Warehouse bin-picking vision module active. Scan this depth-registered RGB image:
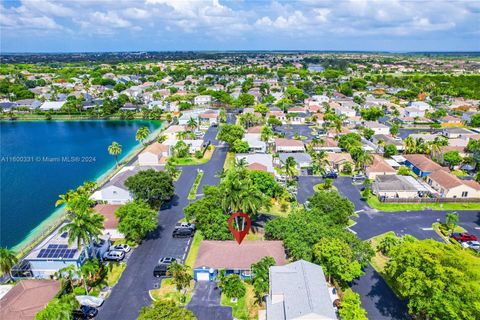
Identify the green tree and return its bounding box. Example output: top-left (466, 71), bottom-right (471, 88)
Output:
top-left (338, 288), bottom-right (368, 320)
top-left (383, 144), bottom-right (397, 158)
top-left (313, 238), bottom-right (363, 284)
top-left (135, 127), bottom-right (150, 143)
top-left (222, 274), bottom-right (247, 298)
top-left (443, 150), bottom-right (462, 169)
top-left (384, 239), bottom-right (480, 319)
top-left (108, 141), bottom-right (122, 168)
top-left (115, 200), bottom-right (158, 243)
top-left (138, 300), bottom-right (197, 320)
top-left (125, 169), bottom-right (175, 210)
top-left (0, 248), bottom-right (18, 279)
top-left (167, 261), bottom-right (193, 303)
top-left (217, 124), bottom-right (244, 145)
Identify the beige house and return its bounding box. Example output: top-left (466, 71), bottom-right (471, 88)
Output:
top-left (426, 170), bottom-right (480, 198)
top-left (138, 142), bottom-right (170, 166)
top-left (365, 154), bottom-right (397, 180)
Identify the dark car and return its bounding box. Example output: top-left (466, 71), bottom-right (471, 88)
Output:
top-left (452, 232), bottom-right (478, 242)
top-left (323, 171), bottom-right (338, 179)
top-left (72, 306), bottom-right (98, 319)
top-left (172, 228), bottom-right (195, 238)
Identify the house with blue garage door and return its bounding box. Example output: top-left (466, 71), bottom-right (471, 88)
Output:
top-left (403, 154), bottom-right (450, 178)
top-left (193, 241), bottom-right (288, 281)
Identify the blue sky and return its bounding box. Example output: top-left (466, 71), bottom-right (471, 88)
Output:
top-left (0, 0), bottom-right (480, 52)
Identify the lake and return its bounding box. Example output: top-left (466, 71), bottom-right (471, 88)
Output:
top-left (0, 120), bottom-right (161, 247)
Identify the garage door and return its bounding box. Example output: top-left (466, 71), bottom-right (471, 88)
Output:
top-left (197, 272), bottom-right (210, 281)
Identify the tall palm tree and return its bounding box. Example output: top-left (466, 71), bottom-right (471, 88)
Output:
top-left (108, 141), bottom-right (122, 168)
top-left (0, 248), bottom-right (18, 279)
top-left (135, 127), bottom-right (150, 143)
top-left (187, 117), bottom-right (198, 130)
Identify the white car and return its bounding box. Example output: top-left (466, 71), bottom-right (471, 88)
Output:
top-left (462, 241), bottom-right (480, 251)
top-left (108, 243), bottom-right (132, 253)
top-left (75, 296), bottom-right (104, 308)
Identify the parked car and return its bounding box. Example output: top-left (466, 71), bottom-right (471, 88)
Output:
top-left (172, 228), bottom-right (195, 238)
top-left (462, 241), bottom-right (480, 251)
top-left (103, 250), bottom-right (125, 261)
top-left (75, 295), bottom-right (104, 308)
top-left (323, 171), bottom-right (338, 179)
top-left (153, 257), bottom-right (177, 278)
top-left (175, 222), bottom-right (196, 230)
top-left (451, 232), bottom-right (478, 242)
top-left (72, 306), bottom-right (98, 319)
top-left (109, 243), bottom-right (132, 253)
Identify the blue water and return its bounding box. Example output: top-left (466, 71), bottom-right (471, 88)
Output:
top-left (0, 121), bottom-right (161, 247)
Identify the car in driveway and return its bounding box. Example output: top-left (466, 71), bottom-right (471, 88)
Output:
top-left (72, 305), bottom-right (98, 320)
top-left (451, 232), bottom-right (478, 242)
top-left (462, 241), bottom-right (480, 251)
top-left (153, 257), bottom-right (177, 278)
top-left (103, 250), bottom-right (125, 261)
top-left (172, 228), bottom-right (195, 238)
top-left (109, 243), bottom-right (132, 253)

_ _ _ _ _ _ _

GIVEN EXERCISE: Pick out and copy every line in the records above that contains the string "garage". Case counts.

RESULT FOR THIS TASK:
Identify the house with blue garage door and return its bounding box. Example output: top-left (466, 71), bottom-right (471, 88)
Identify the garage door and return its bounding box. Example output: top-left (466, 71), bottom-right (471, 88)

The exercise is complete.